(What the task requires): List every line of the data below that contains the word "dropping".

(Data):
#####
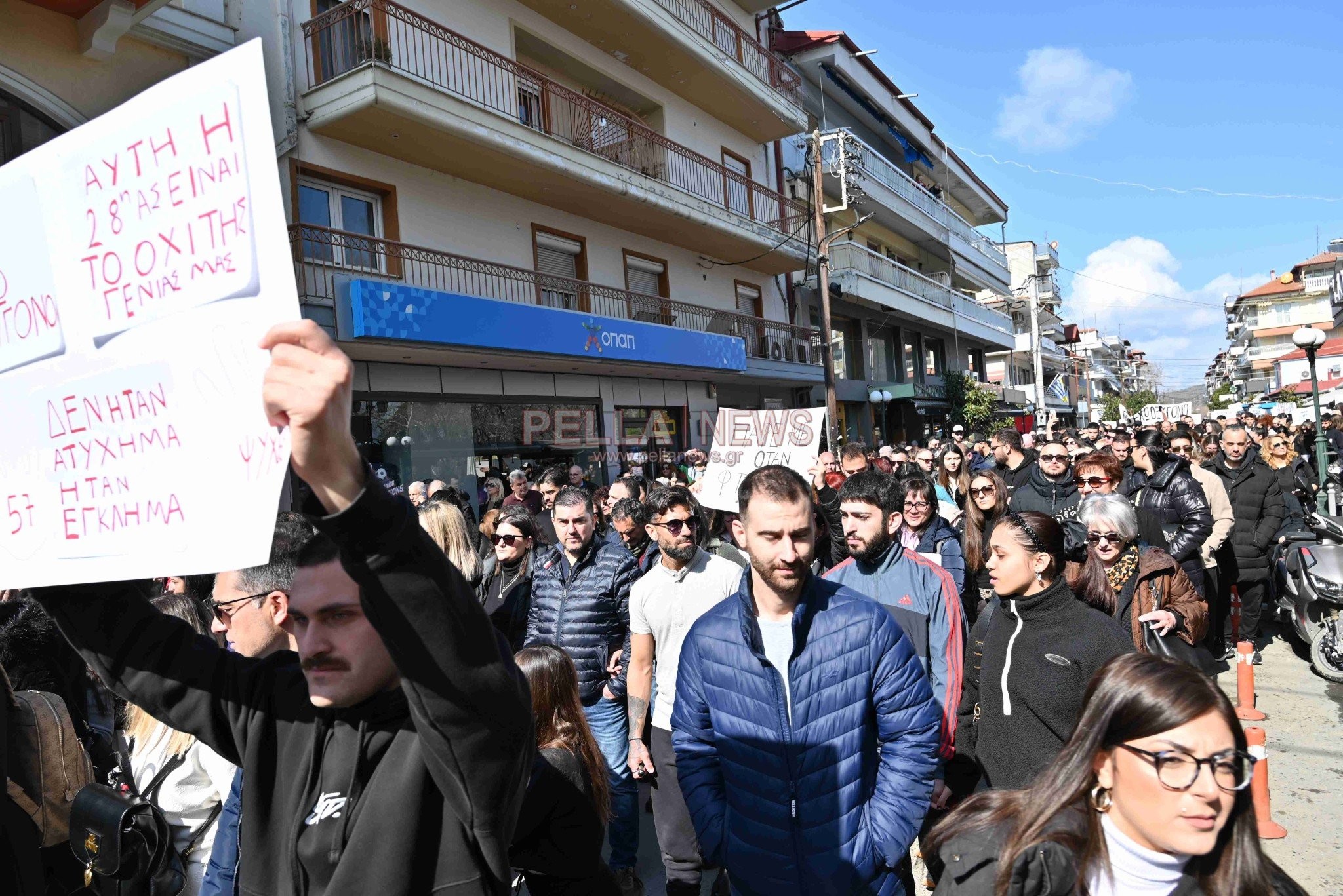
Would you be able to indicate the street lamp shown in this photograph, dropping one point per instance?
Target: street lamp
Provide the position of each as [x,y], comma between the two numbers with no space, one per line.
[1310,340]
#####
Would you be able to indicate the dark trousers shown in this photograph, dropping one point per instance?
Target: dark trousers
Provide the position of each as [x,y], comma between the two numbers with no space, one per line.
#####
(Correct result):
Would you be able to indicate the street lamp shown in this photograph, dropping one point per instance?
Would you be able to indicate the dark trousers shown in this photograph, dropping one point per instance?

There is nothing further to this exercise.